Exercise instructions
A word-for-word retyping of the listing below is required, with the pictures dropped.

Given information
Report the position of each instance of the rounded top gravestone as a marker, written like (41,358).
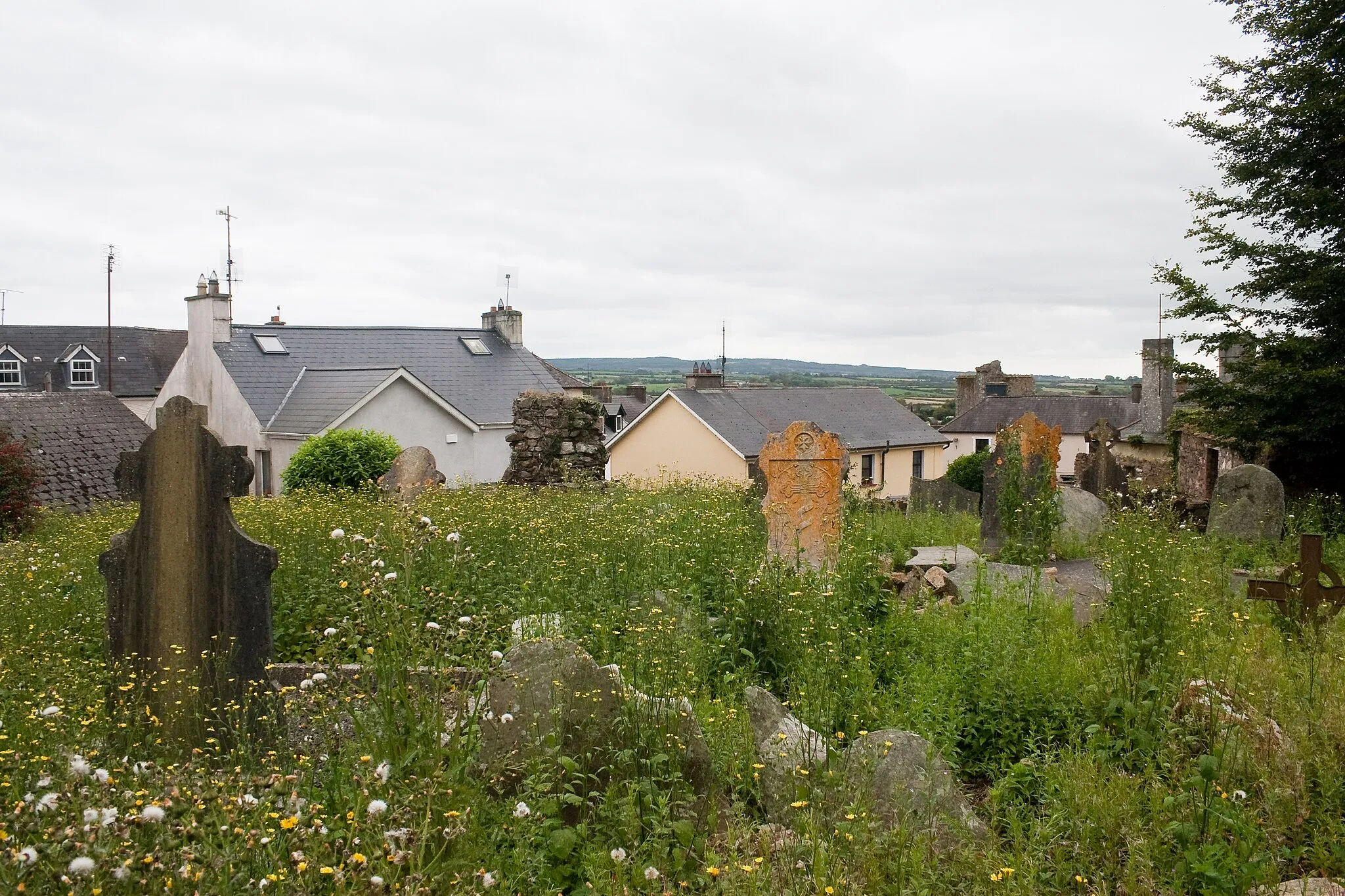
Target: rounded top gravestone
(1248,504)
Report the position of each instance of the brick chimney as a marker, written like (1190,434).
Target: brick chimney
(506,322)
(209,313)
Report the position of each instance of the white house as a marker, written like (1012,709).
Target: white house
(272,386)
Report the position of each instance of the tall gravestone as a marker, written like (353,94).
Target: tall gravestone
(1040,446)
(188,593)
(803,468)
(1098,471)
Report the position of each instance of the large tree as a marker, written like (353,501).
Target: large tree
(1278,132)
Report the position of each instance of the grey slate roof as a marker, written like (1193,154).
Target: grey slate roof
(77,440)
(483,387)
(320,396)
(1074,414)
(150,355)
(864,417)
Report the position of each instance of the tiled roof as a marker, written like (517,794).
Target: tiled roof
(77,440)
(481,386)
(320,396)
(862,417)
(1074,414)
(150,355)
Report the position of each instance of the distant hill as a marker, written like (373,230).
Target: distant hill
(744,366)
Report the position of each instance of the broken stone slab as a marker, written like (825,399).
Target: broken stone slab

Task response
Report the position of each instance of the rounded top gravestone as a marker, written like (41,358).
Target: rounded top gravestone
(1248,504)
Report the position of each instance of the brick chimney as a marker, written like (1190,434).
Target: brick chimney
(506,322)
(209,313)
Report the position of each instance of the white house as a marker, written like (1012,709).
Target: white house
(272,386)
Report the position of each instance of the tall gravestone as a marker, written like (353,94).
Target: tall gravestone
(1040,446)
(188,593)
(803,468)
(1098,471)
Report the position of each instance of the large tree as a marker, written like (353,501).
Target: large tree
(1278,132)
Report the position of each instance of the grey slate roof as a marker, written like (1193,154).
Target: grey slate roof
(77,440)
(483,387)
(320,396)
(1074,414)
(150,355)
(864,417)
Report the position of each instance of the tiled roof as a marker, written like (517,794).
Target: tiled roof
(77,440)
(481,386)
(320,396)
(862,417)
(1074,414)
(150,355)
Report the position of each instance of the distant hill as a marker, written like (373,230).
Target: distant hill
(744,366)
Report the position of each instance of the broken stone slab as a marker, written like (825,399).
Target: broken stone slab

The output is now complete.